== Problem to solve ==
Rewrite the records below so that each "Kindly give" becomes "Please provide" and nothing else changes. Leave the pictures out of your answer.

== Data lines ==
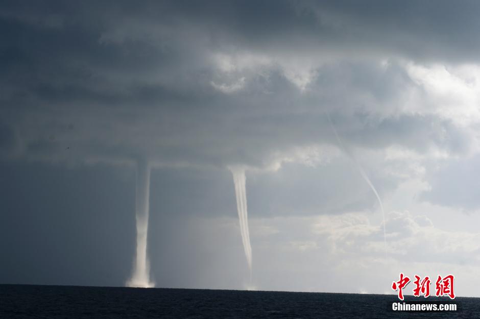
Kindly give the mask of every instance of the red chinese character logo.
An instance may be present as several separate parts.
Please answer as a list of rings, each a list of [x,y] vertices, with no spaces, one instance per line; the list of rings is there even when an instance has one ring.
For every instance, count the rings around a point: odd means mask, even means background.
[[[416,297],[419,297],[421,292],[425,298],[429,296],[431,281],[428,276],[426,276],[420,281],[420,277],[416,275],[415,279],[416,280],[413,282],[413,283],[415,284],[415,288],[413,289],[413,295]]]
[[[443,278],[439,275],[435,283],[436,292],[435,296],[442,297],[446,295],[450,299],[455,299],[455,293],[453,292],[453,275],[449,275]]]
[[[402,291],[405,286],[410,282],[410,278],[407,277],[403,277],[403,273],[400,273],[400,280],[398,281],[394,281],[392,284],[392,289],[394,290],[398,289],[398,299],[400,300],[403,300],[403,292]]]

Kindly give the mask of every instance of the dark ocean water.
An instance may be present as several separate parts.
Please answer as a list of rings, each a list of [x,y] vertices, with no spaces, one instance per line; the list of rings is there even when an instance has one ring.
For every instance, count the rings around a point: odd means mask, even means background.
[[[398,301],[394,295],[0,285],[0,318],[480,318],[479,298],[457,298],[459,310],[447,312],[388,310]]]

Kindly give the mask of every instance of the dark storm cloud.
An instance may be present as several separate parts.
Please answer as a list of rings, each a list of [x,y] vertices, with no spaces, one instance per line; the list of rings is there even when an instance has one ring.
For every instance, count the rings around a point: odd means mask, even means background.
[[[42,158],[64,159],[63,149],[74,145],[70,153],[76,158],[144,154],[169,163],[262,166],[274,151],[328,139],[323,111],[332,109],[340,109],[346,122],[360,125],[351,134],[367,147],[418,143],[404,135],[418,135],[416,130],[424,132],[421,128],[428,123],[444,126],[445,120],[419,123],[422,120],[407,116],[362,123],[362,112],[371,117],[395,109],[398,92],[415,84],[395,64],[382,69],[368,59],[358,61],[353,48],[360,57],[363,51],[447,59],[448,50],[465,41],[453,60],[468,60],[471,51],[465,49],[475,41],[468,35],[455,36],[465,28],[445,26],[452,25],[452,19],[461,27],[475,24],[474,8],[464,7],[476,5],[143,2],[111,8],[106,3],[6,3],[0,20],[6,39],[0,59],[3,119],[18,131],[26,156]],[[261,72],[252,71],[254,63],[219,71],[212,62],[219,53],[242,51],[286,58],[260,66]],[[310,92],[301,93],[282,63],[322,53],[357,61],[314,63],[317,77]],[[230,87],[242,77],[247,78],[245,85],[231,94],[210,85]],[[373,105],[362,101],[366,92]],[[391,121],[403,122],[394,135],[386,125]],[[364,136],[369,130],[372,134]],[[428,133],[425,137],[426,143],[438,141]]]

== Response ==
Please provide the mask of every instance of the red chinese character logo.
An instance may be present as several separate parts.
Please answer as a list of rings, each a list of [x,y] vertices, with no spaces, one instance per line; the list of rings is there even when an instance has one ring.
For every instance, count the rings around a point: odd means mask, even means background.
[[[416,297],[419,297],[421,292],[425,298],[429,296],[431,281],[428,276],[426,276],[420,281],[420,277],[416,275],[415,279],[416,280],[413,282],[413,283],[415,284],[415,288],[413,289],[413,295]]]
[[[443,278],[439,275],[435,283],[436,292],[435,296],[442,297],[446,295],[450,299],[455,299],[455,293],[453,292],[453,275],[449,275]]]
[[[402,291],[405,286],[410,282],[410,278],[407,277],[403,277],[403,273],[400,273],[400,280],[398,281],[394,281],[392,284],[392,289],[394,290],[398,289],[398,299],[400,300],[403,300],[403,292]]]

Please provide the mask of every instance of the dark ocean water.
An instance may be present as several separate parts.
Please answer as a list of rings, each a list of [x,y] vertices, with no spaces, one instance per line; the list of rings is there even when an instance has one ring.
For every instance, count the rings around a point: odd means mask, even means background.
[[[398,301],[394,295],[0,285],[0,318],[480,318],[479,298],[457,298],[459,310],[447,312],[388,310]]]

Please provide the mask of every instance of the dark storm cloud.
An instance may be present as several separate parts.
Please answer as a list of rings, each a list of [x,y] vertices, with no spaces, one instance per line; the list of rings is there even when an instance has one ring.
For every instance, count the rings around a point: odd means mask, even means background.
[[[42,158],[64,159],[63,149],[74,145],[70,153],[76,158],[144,154],[169,163],[262,166],[274,151],[328,139],[323,111],[332,109],[340,109],[346,122],[360,125],[351,134],[367,147],[418,143],[404,135],[418,135],[416,130],[424,132],[421,128],[428,123],[444,126],[445,120],[419,123],[422,120],[407,116],[362,123],[362,112],[371,117],[395,109],[398,92],[415,84],[395,64],[382,69],[368,59],[358,61],[353,48],[360,57],[363,51],[447,59],[448,50],[465,41],[453,60],[468,60],[471,51],[465,49],[475,41],[468,35],[455,36],[465,28],[445,26],[452,25],[452,19],[461,27],[475,24],[474,8],[464,7],[476,5],[143,2],[111,8],[106,3],[6,3],[0,20],[6,39],[0,59],[3,119],[18,131],[26,156]],[[261,72],[252,71],[254,63],[219,71],[212,62],[219,53],[242,51],[286,58],[260,66]],[[310,92],[301,93],[282,63],[322,53],[357,61],[314,63],[317,77]],[[230,87],[242,77],[247,78],[245,85],[231,94],[210,85]],[[373,105],[362,101],[366,92]],[[391,121],[403,122],[394,135],[386,125]],[[364,136],[369,130],[372,134]],[[428,133],[425,137],[426,143],[438,141]]]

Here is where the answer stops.